TASK DETAILS — The pictures are to be left out when the listing below is reproduced word for word.

ENTRIES SUPPLIED —
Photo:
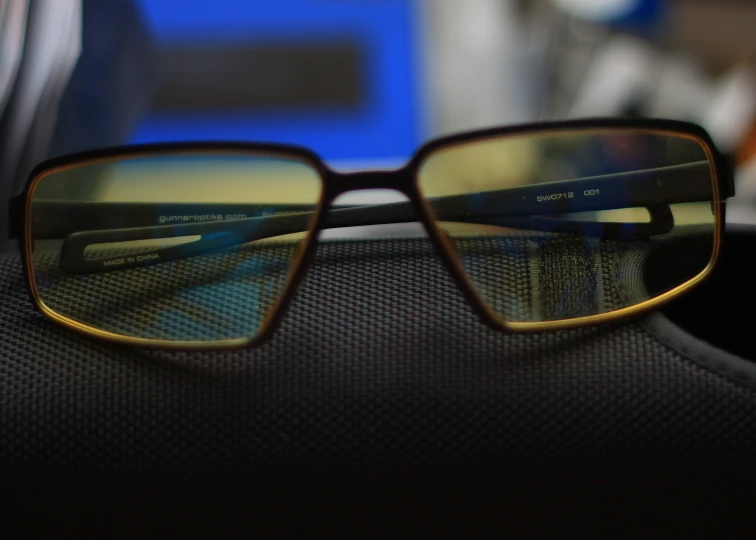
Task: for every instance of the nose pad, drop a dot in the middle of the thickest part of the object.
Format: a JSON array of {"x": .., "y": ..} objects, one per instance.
[{"x": 372, "y": 213}]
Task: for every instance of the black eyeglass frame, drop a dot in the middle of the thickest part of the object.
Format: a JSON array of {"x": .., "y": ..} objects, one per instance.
[{"x": 335, "y": 184}]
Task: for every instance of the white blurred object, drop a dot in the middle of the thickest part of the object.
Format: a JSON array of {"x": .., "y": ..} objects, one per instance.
[
  {"x": 598, "y": 10},
  {"x": 627, "y": 74},
  {"x": 617, "y": 76},
  {"x": 732, "y": 108},
  {"x": 53, "y": 43},
  {"x": 479, "y": 58}
]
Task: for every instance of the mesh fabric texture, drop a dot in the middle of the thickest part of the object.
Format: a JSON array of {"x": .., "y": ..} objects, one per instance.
[{"x": 379, "y": 370}]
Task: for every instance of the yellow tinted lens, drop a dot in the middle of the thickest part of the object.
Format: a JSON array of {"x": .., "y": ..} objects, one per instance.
[
  {"x": 570, "y": 224},
  {"x": 188, "y": 247}
]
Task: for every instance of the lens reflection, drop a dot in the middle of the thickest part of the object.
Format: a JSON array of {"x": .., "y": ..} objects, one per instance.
[
  {"x": 185, "y": 247},
  {"x": 569, "y": 224}
]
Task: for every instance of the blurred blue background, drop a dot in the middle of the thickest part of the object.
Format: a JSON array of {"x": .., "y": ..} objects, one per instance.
[{"x": 384, "y": 123}]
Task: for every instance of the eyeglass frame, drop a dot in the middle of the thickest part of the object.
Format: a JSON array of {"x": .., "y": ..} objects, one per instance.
[{"x": 403, "y": 180}]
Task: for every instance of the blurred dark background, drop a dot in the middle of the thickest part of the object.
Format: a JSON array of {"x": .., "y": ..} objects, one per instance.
[{"x": 365, "y": 82}]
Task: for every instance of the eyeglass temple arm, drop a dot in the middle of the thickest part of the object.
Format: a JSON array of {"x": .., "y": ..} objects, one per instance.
[{"x": 654, "y": 189}]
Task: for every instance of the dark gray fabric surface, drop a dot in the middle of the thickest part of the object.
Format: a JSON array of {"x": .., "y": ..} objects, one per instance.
[{"x": 379, "y": 370}]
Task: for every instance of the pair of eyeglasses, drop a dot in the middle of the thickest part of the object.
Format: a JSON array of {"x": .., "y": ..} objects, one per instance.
[{"x": 201, "y": 245}]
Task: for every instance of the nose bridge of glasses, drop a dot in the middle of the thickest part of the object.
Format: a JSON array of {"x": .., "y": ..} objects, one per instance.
[{"x": 399, "y": 180}]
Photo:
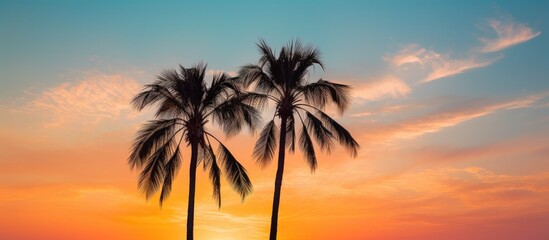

TASK SOLUTION —
Photo:
Task: for every instance of the nose pad, drop a dot in the middle of the thickest part of the object.
Format: a JSON array of {"x": .., "y": ..} objects, one per instance.
[{"x": 372, "y": 213}]
Task: for every instance of the black eyeglass frame, drop a dot in the middle of the thickest part of the object.
Format: a JSON array of {"x": .., "y": ..} objects, one per instance.
[{"x": 335, "y": 184}]
Task: for every instance of the white blurred object, drop a dot in the middle of the thickest part of the object.
Format: a JSON array of {"x": .., "y": ..} objects, one per instance.
[
  {"x": 598, "y": 10},
  {"x": 627, "y": 74},
  {"x": 617, "y": 76},
  {"x": 732, "y": 108},
  {"x": 53, "y": 43},
  {"x": 479, "y": 58}
]
Task: for every instance of the mesh fabric texture, drop a dot in the middle of the thickest part of the object.
Format: a JSON array of {"x": .., "y": ..} objects, one per instance.
[{"x": 379, "y": 370}]
Task: for every instance of the yellow tinted lens, drop a dot in the middle of the thickest part of the object.
Format: a JSON array of {"x": .., "y": ..} objects, one per instance.
[
  {"x": 570, "y": 224},
  {"x": 188, "y": 247}
]
Task: for every instance of the lens reflection, drop a dot in the middle of the thickest part of the object.
Format: a JSON array of {"x": .., "y": ..} objects, one per instance.
[
  {"x": 185, "y": 247},
  {"x": 569, "y": 224}
]
Task: for every instance of the blurred blue background, drop a dot in the middle of the thickest part of the object.
Format: a JSON array of {"x": .., "y": ..} objects, one per instance.
[{"x": 384, "y": 123}]
Task: for every instance of the eyeglass frame, drop a dot in the middle of the thickest part of the object.
Format: a JSON array of {"x": .., "y": ..} objects, one per instance.
[{"x": 403, "y": 180}]
Task: for every instance of the blurred dark background, drop a dot in the middle of the thickest part of the object.
Format: a JSON array of {"x": .., "y": ..} objects, one per instance.
[{"x": 365, "y": 82}]
Task: for every instance of the eyeglass temple arm, drop a dot in the middle of the thickest part of the object.
Format: a JSON array of {"x": .., "y": ..} objects, one per instance.
[{"x": 654, "y": 189}]
Task: for every instance of the dark gray fabric surface, drop a dot in the middle of the thickest part of the object.
Format: a JSON array of {"x": .., "y": ..} objects, one per instance.
[{"x": 379, "y": 370}]
Task: for every instance of the pair of eyeglasses, drop a dot in the middle of the thickest part of the object.
Format: a JSON array of {"x": .., "y": ..} objects, one per instance.
[{"x": 201, "y": 245}]
Task: for every instance of the nose bridge of glasses, drop a dot in the middle of the thickest part of the object.
Format: a JSON array of {"x": .., "y": ..} objects, one per instance.
[{"x": 399, "y": 180}]
Photo:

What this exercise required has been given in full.